SUPPLIED DATA
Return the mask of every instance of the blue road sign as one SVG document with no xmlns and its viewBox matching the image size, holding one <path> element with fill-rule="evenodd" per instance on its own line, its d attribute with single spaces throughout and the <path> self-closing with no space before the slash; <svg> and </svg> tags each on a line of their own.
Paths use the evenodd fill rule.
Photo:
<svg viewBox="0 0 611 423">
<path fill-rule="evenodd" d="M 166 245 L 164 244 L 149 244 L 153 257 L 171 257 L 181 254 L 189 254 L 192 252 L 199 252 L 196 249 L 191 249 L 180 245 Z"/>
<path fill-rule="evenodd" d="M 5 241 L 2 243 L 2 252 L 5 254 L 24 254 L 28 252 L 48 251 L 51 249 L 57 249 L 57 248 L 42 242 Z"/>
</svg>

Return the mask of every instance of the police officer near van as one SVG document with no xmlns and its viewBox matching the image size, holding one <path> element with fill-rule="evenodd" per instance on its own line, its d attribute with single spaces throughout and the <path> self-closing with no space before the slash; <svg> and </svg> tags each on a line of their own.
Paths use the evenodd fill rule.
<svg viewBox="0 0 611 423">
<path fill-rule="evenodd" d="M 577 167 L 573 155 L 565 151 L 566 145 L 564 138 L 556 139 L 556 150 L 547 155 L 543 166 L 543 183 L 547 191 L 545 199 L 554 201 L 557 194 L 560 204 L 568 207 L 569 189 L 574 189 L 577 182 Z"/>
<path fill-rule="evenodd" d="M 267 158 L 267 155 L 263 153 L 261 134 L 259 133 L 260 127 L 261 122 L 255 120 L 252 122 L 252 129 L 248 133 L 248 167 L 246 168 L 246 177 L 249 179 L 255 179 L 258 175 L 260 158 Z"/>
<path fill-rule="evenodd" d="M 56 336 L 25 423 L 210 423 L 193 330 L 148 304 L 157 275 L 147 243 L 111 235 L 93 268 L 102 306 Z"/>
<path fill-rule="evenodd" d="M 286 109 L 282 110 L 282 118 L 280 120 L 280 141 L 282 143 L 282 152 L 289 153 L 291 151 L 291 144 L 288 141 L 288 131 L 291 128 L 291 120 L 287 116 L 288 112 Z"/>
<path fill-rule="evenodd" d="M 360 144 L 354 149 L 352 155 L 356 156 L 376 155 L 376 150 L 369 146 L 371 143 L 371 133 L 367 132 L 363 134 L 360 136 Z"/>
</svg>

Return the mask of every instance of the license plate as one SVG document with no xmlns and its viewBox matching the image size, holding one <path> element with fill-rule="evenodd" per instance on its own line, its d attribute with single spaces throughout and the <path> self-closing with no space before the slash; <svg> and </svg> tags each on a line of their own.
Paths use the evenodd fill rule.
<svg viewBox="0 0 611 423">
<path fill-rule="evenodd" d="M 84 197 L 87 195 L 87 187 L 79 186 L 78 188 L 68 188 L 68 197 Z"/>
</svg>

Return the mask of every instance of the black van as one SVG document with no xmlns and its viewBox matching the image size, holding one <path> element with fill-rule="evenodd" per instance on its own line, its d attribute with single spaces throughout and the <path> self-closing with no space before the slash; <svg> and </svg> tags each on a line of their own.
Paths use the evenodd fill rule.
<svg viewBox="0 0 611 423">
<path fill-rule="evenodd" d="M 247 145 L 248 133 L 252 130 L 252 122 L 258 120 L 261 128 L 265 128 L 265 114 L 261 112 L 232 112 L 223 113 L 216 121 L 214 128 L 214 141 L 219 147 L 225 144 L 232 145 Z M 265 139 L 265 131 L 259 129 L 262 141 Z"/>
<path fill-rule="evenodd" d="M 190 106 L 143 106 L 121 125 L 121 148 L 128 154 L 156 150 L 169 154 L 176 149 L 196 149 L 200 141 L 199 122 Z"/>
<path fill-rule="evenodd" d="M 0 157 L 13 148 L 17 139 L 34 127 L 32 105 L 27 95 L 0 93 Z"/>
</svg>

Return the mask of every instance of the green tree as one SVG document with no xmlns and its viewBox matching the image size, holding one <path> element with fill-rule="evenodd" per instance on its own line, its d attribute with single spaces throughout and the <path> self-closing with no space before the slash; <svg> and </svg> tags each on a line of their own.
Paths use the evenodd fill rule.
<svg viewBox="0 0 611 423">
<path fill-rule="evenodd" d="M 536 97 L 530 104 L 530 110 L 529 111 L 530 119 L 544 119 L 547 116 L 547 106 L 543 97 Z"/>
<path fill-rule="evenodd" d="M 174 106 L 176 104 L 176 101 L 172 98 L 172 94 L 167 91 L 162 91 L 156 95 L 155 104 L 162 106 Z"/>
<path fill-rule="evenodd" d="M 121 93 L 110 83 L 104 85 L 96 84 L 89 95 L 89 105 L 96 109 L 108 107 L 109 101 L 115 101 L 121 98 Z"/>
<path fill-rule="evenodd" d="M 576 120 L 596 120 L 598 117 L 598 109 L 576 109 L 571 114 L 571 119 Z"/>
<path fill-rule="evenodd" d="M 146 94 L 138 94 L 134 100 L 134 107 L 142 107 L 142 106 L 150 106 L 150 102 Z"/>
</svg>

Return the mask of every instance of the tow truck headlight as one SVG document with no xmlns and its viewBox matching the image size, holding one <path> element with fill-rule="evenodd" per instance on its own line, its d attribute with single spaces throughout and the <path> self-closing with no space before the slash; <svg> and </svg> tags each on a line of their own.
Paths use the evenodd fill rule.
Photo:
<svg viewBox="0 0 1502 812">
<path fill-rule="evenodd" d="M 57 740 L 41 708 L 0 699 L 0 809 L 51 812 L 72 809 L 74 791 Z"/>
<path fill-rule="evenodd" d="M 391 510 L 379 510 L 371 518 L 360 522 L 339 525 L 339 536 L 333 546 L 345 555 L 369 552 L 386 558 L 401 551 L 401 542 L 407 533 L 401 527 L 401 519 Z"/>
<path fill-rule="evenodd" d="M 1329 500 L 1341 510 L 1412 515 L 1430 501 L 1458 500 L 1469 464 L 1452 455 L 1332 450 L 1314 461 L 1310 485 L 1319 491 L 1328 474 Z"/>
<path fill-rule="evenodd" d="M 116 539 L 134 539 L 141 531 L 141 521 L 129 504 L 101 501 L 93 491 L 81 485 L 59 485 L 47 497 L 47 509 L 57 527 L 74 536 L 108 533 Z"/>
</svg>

GIVEN EXERCISE
Write out the listing again, starting at the line that contains "Return the mask of every instance of the police" and ending at the line that contains "267 158 L 267". Keep the requests unchanged, and raise every number in the SVG markup (the viewBox values and the path coordinates) by 139.

TASK RESULT
Return the mask of every instance of the police officer near van as one SVG document with no xmlns and its viewBox matching the image size, holding one <path> element with fill-rule="evenodd" per instance on its own line, its d attribute with single spaces throughout and the <path> self-closing with no space before the slash; <svg> and </svg> tags each on a line of their own.
Paths use the evenodd fill rule.
<svg viewBox="139 139 750 562">
<path fill-rule="evenodd" d="M 716 306 L 712 294 L 704 290 L 705 284 L 703 277 L 695 278 L 695 289 L 686 294 L 682 305 L 682 322 L 686 330 L 684 338 L 693 340 L 696 333 L 699 343 L 707 346 L 708 328 L 713 328 L 716 321 Z"/>
<path fill-rule="evenodd" d="M 406 297 L 406 294 L 402 292 L 400 273 L 398 272 L 399 266 L 400 261 L 394 259 L 391 261 L 391 268 L 387 272 L 387 306 L 385 307 L 385 316 L 388 318 L 394 318 L 397 314 L 399 297 Z"/>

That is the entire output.